> _STATED EXERCISE_: Arrange every line of the entries below as a Markdown table with two columns, Row for a running number and Line for the text. Leave out blank lines.

··· DATA ENTRIES

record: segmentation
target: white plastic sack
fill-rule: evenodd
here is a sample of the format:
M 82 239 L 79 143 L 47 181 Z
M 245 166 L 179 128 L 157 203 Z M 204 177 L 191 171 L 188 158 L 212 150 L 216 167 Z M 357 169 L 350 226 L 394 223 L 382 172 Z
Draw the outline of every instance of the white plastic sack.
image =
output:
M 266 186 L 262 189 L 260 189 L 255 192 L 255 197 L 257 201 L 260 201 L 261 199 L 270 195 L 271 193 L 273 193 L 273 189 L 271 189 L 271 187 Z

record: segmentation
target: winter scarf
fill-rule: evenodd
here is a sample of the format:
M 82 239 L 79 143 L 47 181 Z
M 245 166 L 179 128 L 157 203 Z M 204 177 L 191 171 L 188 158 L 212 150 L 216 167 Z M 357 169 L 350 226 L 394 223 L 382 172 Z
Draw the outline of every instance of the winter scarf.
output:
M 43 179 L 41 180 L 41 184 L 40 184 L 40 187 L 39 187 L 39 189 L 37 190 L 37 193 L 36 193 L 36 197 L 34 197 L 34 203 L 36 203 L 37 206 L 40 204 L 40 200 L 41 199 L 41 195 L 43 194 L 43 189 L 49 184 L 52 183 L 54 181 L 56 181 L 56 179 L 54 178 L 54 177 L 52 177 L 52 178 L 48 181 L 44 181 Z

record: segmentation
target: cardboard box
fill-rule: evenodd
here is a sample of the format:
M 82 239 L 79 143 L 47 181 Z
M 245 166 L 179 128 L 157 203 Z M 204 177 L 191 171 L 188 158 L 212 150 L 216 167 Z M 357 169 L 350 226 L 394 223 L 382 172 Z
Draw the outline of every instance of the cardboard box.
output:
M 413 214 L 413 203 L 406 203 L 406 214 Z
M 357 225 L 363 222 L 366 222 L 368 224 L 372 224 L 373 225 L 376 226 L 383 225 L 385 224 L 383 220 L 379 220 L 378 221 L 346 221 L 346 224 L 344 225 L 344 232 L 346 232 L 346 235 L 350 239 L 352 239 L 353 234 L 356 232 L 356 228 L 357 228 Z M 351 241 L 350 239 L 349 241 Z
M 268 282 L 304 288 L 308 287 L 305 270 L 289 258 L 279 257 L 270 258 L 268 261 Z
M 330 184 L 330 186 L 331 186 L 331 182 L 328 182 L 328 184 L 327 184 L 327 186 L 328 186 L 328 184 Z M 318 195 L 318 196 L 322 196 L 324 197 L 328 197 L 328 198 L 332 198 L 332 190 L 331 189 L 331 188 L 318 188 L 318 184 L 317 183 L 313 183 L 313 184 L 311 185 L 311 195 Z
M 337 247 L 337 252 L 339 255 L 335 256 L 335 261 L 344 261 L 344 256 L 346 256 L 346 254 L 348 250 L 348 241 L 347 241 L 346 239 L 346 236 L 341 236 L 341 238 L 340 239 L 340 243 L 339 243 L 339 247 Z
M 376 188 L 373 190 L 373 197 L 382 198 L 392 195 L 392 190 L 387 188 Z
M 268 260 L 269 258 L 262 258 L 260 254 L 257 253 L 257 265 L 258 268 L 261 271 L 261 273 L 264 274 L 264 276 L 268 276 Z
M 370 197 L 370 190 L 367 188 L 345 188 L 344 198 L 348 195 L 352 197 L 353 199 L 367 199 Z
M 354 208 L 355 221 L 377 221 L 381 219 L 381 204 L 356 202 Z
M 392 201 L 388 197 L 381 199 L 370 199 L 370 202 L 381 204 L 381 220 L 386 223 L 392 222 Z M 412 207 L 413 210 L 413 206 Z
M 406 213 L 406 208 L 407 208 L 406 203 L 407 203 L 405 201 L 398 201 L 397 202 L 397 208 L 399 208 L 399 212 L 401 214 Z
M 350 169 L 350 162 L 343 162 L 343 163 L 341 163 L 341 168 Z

······

> _EXERCISE ANSWER_:
| Row | Line |
|---|---|
| 1 | record: segmentation |
| 2 | target: white plastic sack |
| 3 | fill-rule: evenodd |
| 4 | here is a sample of the format: |
| 5 | M 82 239 L 79 143 L 47 181 Z |
| 6 | M 245 166 L 179 128 L 157 203 Z M 204 177 L 191 171 L 188 158 L 212 150 L 216 167 Z M 357 169 L 350 226 L 394 223 L 382 172 Z |
| 7 | Draw the outline of every instance of the white plastic sack. |
| 8 | image = |
| 9 | output: |
| 10 | M 266 186 L 262 189 L 260 189 L 255 192 L 255 197 L 257 201 L 260 201 L 261 199 L 270 195 L 271 193 L 273 193 L 273 189 L 271 189 L 271 187 Z |
| 11 | record: segmentation |
| 12 | target: winter scarf |
| 13 | fill-rule: evenodd |
| 14 | here is a sample of the format: |
| 15 | M 82 239 L 79 143 L 47 181 Z |
| 16 | M 245 166 L 179 128 L 157 203 Z M 204 177 L 191 171 L 188 158 L 212 150 L 216 167 Z M 357 169 L 350 226 L 394 223 L 382 172 Z |
| 17 | Draw the outline of every instance of the winter scarf. |
| 18 | output: |
| 19 | M 43 179 L 41 180 L 41 184 L 40 184 L 40 187 L 39 187 L 39 189 L 37 190 L 37 193 L 36 193 L 36 197 L 34 197 L 34 203 L 36 203 L 37 206 L 40 204 L 40 200 L 41 199 L 41 195 L 43 194 L 43 189 L 49 184 L 52 183 L 54 181 L 56 181 L 56 179 L 54 178 L 54 177 L 52 177 L 52 178 L 48 181 L 44 181 Z |
| 20 | record: segmentation |
| 21 | target: cardboard box |
| 22 | fill-rule: evenodd |
| 23 | here is a sample of the format: |
| 24 | M 82 239 L 79 143 L 47 181 Z |
| 25 | M 245 166 L 179 128 L 157 203 Z M 204 177 L 191 171 L 188 158 L 212 150 L 216 167 Z M 357 169 L 350 226 L 394 223 L 382 172 Z |
| 26 | Draw the outline of every instance of the cardboard box. |
| 27 | output: |
| 28 | M 413 214 L 413 203 L 406 203 L 406 214 Z |
| 29 | M 357 225 L 363 222 L 366 222 L 368 224 L 372 224 L 373 225 L 376 226 L 383 225 L 385 224 L 383 220 L 379 220 L 378 221 L 346 221 L 346 224 L 344 225 L 344 232 L 346 232 L 346 235 L 350 239 L 352 239 L 353 234 L 356 232 L 356 228 L 357 228 Z M 351 241 L 350 239 L 349 241 Z |
| 30 | M 268 282 L 304 288 L 308 287 L 305 270 L 289 258 L 279 257 L 270 258 L 268 261 Z |
| 31 | M 330 184 L 330 186 L 331 186 L 331 182 L 328 182 L 328 184 L 327 184 L 327 186 L 328 186 L 328 184 Z M 318 195 L 318 196 L 322 196 L 324 197 L 328 197 L 328 198 L 332 198 L 332 190 L 331 189 L 331 188 L 318 188 L 318 184 L 317 183 L 313 183 L 313 184 L 311 185 L 311 195 Z |
| 32 | M 337 247 L 337 252 L 339 255 L 335 256 L 335 261 L 344 261 L 344 256 L 346 256 L 346 254 L 348 250 L 348 241 L 347 241 L 346 239 L 346 236 L 341 236 L 341 238 L 340 239 L 340 243 L 339 243 L 339 247 Z |
| 33 | M 376 188 L 373 190 L 373 197 L 382 198 L 392 195 L 392 190 L 387 188 Z |
| 34 | M 268 260 L 269 258 L 262 258 L 260 254 L 257 253 L 257 265 L 258 268 L 261 271 L 261 273 L 264 274 L 264 276 L 268 276 Z |
| 35 | M 370 197 L 370 190 L 367 188 L 345 188 L 344 198 L 348 195 L 352 197 L 353 199 L 367 199 Z |
| 36 | M 354 208 L 355 221 L 377 221 L 381 219 L 381 204 L 356 202 Z |
| 37 | M 392 201 L 388 197 L 381 199 L 370 199 L 370 202 L 381 204 L 381 220 L 386 223 L 392 222 Z M 412 207 L 413 210 L 413 206 Z |
| 38 | M 406 213 L 406 208 L 407 208 L 406 203 L 407 203 L 405 201 L 398 201 L 397 202 L 397 208 L 399 208 L 399 212 L 401 214 Z |
| 39 | M 350 169 L 350 162 L 343 162 L 343 163 L 341 163 L 341 168 Z |